STATED TASK
Print exactly, and only, the lines running from the line containing "Annotate the leaf" through the end of the records below.

DATA EXCERPTS

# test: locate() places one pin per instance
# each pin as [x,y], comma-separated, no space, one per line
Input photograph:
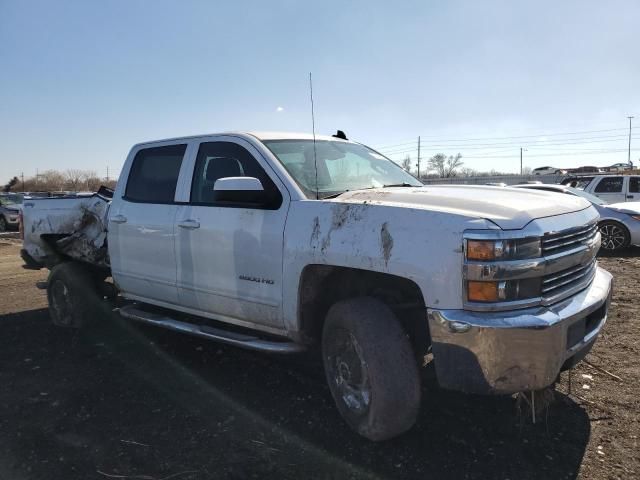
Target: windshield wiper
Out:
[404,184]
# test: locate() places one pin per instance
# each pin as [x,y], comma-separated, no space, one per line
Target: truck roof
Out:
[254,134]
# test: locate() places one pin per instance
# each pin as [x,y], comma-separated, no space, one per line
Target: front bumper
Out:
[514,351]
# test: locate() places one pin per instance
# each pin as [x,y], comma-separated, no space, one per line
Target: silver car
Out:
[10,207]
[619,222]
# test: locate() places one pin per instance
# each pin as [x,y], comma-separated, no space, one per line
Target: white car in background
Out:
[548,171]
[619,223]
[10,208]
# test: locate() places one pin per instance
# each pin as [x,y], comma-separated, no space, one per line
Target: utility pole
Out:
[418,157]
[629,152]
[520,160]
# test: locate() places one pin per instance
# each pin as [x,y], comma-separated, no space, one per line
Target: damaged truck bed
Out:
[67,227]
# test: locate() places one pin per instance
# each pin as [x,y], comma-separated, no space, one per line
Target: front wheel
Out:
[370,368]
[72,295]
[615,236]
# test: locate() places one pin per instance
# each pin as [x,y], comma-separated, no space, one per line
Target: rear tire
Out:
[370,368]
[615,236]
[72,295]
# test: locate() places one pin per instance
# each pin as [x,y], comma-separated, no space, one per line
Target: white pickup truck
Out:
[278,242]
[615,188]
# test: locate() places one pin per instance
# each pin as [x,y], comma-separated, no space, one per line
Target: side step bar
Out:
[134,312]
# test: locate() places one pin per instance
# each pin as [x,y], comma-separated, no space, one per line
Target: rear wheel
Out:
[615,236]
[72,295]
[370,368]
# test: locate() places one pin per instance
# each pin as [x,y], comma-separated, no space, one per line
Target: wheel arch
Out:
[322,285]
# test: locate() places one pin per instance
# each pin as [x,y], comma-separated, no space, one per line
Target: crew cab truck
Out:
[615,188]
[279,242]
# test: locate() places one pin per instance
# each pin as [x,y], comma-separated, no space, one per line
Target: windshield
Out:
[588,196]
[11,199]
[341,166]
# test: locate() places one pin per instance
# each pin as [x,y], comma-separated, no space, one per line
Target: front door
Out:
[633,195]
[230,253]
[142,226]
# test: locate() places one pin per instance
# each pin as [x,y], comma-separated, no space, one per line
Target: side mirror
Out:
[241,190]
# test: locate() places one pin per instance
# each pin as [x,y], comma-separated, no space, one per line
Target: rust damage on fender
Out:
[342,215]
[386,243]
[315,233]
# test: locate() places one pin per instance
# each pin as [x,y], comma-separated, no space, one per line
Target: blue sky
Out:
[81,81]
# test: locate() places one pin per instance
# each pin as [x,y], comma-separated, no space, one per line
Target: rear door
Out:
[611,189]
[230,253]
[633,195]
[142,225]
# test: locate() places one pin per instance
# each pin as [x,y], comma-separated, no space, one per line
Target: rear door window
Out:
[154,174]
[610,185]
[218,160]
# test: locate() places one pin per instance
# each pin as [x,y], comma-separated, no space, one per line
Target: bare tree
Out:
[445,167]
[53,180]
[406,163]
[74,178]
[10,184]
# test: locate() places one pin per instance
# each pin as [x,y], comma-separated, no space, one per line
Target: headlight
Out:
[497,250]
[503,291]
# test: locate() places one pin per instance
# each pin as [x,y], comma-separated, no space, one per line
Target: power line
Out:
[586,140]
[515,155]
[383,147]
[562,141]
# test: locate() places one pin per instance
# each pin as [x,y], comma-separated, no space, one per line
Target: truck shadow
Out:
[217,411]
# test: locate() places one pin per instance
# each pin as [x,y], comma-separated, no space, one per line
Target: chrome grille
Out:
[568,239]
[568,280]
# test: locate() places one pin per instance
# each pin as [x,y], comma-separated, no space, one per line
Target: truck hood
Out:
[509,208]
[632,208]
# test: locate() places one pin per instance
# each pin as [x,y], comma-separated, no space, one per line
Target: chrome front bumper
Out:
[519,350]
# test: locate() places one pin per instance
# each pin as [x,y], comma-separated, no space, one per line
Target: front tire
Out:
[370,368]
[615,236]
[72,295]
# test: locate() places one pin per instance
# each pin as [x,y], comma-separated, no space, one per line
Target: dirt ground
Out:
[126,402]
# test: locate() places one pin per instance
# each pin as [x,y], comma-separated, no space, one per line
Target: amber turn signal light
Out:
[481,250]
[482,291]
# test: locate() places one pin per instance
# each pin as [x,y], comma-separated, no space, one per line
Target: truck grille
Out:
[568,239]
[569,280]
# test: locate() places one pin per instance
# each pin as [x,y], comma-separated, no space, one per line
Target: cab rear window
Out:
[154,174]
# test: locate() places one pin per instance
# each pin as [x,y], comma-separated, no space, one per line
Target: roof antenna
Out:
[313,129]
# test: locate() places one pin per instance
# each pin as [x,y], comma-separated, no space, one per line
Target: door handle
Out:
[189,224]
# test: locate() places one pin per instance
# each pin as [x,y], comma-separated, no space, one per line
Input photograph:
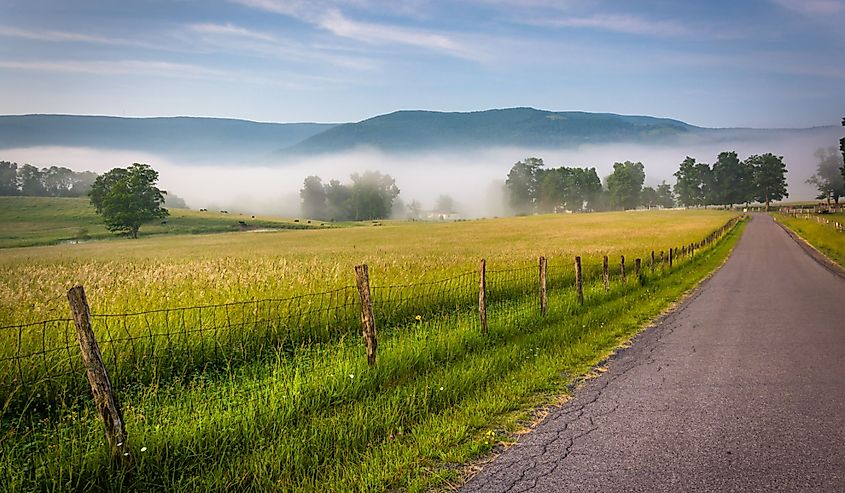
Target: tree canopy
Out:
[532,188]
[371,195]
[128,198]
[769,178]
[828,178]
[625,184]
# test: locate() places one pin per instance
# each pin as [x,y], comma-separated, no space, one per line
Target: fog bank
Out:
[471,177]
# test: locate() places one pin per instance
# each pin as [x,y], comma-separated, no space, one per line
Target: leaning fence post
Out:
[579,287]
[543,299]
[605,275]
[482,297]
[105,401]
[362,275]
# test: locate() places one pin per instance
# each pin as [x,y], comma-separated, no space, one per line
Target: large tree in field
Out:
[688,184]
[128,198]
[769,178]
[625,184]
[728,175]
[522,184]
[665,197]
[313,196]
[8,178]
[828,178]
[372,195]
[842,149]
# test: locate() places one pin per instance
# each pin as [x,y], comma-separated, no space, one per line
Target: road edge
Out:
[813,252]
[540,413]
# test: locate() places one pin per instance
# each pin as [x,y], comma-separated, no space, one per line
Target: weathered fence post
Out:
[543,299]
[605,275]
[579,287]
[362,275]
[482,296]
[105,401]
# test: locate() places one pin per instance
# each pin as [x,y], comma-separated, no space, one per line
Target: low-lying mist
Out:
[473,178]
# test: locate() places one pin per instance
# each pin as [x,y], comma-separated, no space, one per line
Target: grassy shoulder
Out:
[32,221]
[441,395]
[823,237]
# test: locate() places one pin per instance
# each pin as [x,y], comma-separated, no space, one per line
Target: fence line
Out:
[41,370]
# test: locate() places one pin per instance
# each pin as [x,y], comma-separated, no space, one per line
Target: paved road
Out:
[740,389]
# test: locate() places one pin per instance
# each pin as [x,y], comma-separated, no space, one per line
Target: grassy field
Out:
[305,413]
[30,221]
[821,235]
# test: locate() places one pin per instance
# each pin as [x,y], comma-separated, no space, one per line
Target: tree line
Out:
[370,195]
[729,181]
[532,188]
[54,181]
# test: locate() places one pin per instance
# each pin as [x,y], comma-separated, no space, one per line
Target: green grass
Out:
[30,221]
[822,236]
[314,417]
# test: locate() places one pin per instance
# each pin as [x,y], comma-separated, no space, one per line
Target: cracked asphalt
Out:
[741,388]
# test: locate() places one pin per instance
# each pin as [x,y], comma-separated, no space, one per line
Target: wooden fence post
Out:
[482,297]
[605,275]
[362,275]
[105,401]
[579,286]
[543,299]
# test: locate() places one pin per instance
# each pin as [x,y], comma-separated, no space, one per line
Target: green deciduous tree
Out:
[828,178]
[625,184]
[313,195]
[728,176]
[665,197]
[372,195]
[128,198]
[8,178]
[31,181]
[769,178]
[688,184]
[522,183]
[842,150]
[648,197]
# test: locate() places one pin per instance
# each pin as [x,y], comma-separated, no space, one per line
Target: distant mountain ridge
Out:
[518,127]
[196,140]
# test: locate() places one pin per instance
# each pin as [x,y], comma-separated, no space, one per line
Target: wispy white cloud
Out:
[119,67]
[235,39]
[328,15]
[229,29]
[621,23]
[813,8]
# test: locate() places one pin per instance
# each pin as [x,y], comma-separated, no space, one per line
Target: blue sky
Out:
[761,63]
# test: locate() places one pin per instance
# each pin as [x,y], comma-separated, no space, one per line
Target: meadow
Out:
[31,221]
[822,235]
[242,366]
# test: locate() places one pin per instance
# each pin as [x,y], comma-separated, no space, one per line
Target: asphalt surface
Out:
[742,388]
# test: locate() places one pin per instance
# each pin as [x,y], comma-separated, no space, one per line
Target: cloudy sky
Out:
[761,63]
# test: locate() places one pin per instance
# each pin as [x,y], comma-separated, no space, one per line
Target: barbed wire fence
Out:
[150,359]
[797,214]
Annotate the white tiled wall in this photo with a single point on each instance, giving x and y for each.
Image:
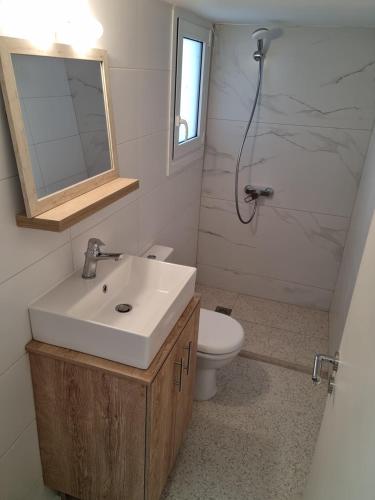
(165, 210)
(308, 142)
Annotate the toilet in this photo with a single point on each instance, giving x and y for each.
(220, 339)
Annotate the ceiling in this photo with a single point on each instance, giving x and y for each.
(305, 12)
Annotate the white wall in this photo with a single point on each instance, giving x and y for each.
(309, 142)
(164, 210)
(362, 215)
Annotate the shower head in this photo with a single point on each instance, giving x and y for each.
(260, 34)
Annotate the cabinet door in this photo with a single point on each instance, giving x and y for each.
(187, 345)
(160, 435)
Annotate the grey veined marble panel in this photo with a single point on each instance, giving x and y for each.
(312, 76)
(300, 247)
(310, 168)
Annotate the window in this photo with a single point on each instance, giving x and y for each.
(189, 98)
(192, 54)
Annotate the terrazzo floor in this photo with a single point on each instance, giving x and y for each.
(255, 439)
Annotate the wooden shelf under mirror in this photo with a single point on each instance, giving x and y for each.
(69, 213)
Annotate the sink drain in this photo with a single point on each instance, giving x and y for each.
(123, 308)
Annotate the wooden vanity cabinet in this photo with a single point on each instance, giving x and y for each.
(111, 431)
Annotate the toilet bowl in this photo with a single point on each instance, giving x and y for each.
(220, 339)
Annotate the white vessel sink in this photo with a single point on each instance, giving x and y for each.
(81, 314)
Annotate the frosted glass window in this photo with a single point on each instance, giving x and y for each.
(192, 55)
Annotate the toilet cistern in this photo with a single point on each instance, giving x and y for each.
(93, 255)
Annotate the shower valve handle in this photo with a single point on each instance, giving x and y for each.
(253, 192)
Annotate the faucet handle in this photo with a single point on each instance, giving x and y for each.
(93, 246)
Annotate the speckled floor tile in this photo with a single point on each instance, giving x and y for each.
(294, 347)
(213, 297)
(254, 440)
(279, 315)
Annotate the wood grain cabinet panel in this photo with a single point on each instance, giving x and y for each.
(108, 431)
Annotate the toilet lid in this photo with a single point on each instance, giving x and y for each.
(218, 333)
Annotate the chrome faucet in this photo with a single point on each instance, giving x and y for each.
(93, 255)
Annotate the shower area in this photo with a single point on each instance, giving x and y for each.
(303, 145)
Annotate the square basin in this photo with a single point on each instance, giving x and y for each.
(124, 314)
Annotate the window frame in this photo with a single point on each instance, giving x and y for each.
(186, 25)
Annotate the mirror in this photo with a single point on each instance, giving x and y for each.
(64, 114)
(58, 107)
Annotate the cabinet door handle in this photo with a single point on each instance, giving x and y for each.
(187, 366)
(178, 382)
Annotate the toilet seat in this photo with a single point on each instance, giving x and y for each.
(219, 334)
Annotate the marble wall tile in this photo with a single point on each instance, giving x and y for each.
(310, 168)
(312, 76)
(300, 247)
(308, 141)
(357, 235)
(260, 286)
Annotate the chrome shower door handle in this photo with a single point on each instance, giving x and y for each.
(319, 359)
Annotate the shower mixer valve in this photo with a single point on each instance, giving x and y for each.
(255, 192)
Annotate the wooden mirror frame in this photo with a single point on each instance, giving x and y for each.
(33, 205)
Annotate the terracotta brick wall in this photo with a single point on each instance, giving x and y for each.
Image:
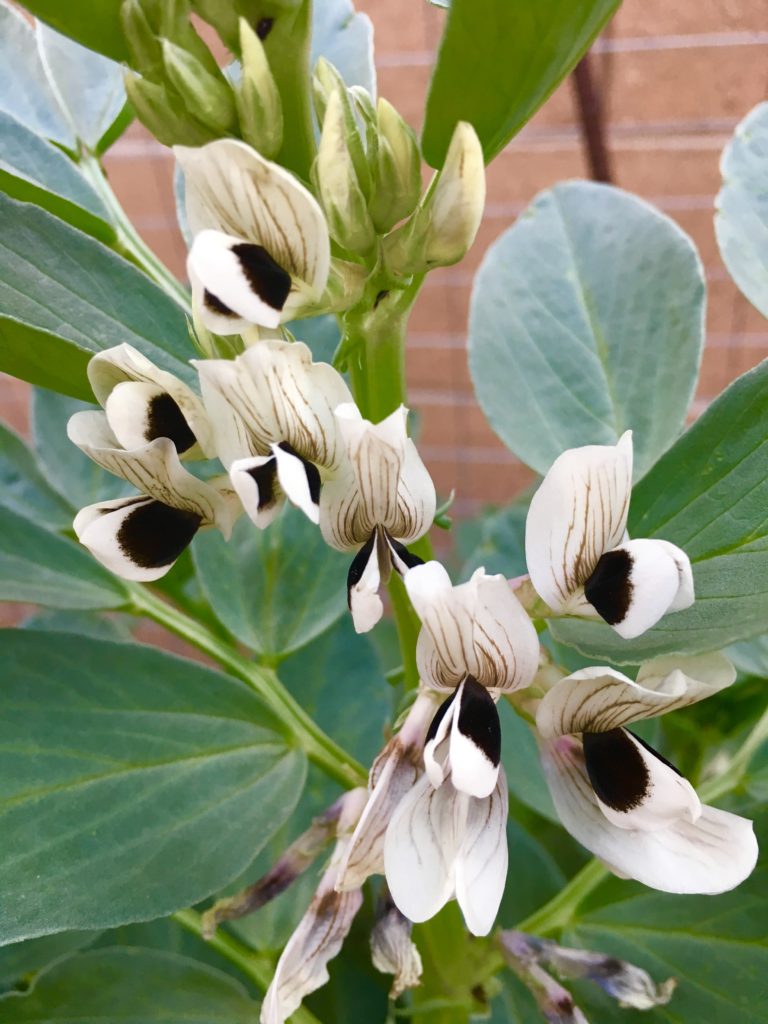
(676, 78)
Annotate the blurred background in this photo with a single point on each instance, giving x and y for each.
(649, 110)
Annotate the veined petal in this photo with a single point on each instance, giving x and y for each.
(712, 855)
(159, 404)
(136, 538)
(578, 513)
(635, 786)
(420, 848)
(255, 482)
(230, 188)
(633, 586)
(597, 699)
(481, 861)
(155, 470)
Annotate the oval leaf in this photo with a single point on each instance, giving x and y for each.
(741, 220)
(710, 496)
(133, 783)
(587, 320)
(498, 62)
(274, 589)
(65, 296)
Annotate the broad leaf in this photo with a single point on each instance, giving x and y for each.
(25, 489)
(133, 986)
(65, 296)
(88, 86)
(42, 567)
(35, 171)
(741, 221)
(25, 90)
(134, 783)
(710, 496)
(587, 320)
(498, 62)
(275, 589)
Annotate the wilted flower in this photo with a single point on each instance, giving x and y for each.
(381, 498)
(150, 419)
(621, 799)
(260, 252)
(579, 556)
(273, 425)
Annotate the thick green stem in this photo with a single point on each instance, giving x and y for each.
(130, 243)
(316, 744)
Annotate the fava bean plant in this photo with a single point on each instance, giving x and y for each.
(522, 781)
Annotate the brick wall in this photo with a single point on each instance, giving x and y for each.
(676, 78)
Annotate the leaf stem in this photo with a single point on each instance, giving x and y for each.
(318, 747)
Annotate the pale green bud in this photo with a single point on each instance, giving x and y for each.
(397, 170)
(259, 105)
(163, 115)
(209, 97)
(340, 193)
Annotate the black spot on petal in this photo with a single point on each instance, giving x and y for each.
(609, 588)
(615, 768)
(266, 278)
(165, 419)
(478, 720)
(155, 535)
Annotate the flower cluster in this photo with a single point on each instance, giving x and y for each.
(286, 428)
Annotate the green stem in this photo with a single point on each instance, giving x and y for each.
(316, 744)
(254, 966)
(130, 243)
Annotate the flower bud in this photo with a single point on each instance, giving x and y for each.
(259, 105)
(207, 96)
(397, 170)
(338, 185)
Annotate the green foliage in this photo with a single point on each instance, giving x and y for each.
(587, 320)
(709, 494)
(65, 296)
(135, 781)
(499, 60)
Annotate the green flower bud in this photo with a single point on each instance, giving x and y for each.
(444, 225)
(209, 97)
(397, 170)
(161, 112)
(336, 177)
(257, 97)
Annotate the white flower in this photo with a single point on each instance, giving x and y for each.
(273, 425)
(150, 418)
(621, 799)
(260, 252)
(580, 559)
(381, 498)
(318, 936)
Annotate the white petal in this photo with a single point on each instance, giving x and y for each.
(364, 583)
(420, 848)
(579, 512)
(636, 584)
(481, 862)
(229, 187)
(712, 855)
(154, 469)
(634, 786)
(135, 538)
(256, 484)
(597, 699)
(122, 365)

RESULT OF THIS TASK
Annotate the leaf stem in this photo with a single point on each instance, giving x and y for each.
(318, 747)
Annotate the pale green bud in this photo with a single point on each instance, giving x and y for each.
(397, 170)
(259, 105)
(163, 115)
(209, 97)
(340, 193)
Annotate the black spot on petal in this photo with a single point on each instance, giving x and y for each.
(609, 588)
(615, 768)
(266, 278)
(165, 419)
(478, 720)
(155, 535)
Annotate the flower cluster in this photo with a single point on each instance, giving x and y for each.
(286, 428)
Annotate the green stem in this photo with a single point on each instance, giving x and y for each.
(316, 744)
(254, 966)
(130, 243)
Annotate the flower bud in this photo with a single point on each instance, giving x and y for each.
(259, 105)
(207, 96)
(397, 170)
(338, 185)
Annotate the green foliage in this photo with a single point on each instance, giving x and y for each.
(587, 320)
(709, 494)
(65, 296)
(135, 781)
(499, 60)
Annotate the green flower bud in this photo with a single point on each instance, giving x and y for each.
(444, 225)
(209, 97)
(397, 170)
(161, 112)
(336, 177)
(257, 97)
Annotate the white flower in this photo with a single point on each instance, giving x and y for each.
(273, 425)
(150, 418)
(621, 799)
(260, 252)
(580, 559)
(381, 498)
(318, 936)
Annotate the white petal in this photo with a single point on each instance, giving x and y for each.
(364, 583)
(420, 848)
(579, 512)
(636, 584)
(481, 862)
(229, 187)
(712, 855)
(154, 469)
(634, 786)
(135, 538)
(256, 484)
(597, 699)
(122, 365)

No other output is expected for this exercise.